- _Source material_
══════

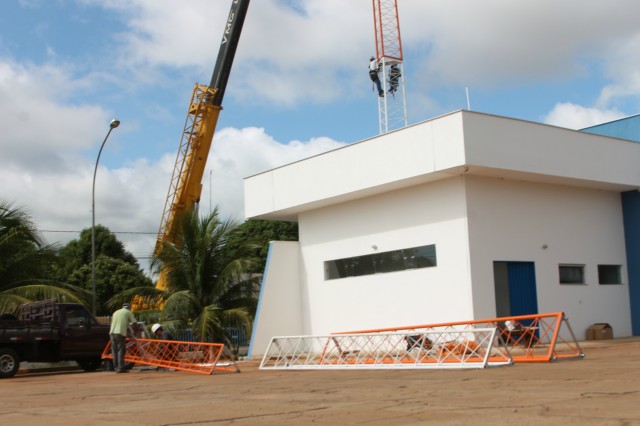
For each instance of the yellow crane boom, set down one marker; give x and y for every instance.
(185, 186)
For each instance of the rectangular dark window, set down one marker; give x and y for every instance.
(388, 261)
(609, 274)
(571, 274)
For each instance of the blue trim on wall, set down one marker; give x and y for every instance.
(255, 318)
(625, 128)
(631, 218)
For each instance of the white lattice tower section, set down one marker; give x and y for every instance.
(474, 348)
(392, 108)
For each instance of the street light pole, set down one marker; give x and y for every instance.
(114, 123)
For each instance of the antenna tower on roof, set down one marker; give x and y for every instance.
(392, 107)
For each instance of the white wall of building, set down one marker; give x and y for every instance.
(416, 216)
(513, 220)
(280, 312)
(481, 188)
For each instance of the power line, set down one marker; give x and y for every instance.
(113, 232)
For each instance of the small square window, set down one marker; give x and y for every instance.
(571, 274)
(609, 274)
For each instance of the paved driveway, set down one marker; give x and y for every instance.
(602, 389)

══════

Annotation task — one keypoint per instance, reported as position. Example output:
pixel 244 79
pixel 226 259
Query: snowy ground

══════

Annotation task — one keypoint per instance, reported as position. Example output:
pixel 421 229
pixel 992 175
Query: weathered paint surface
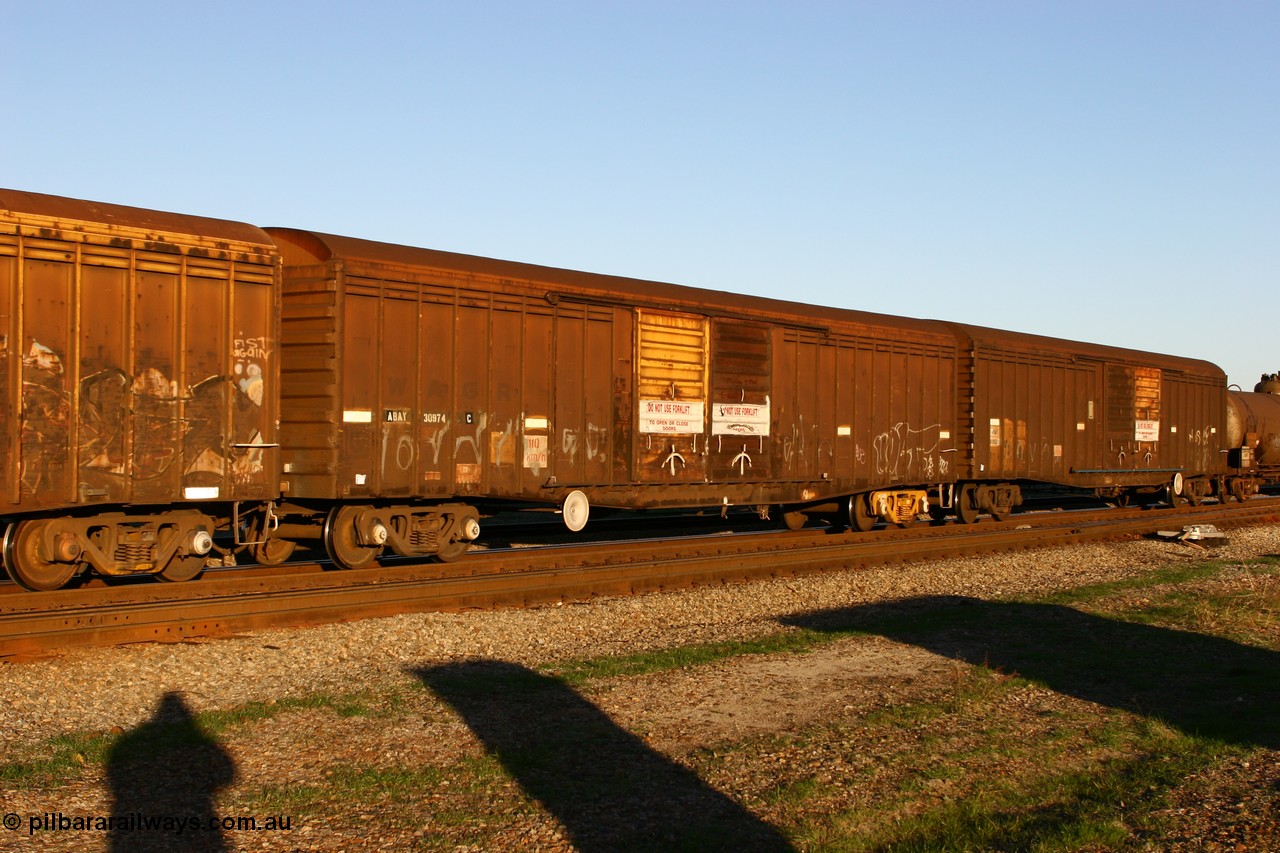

══════

- _Aim of the exercise_
State how many lines of the data include the word "Query", with nothing else.

- _Reply to the task_
2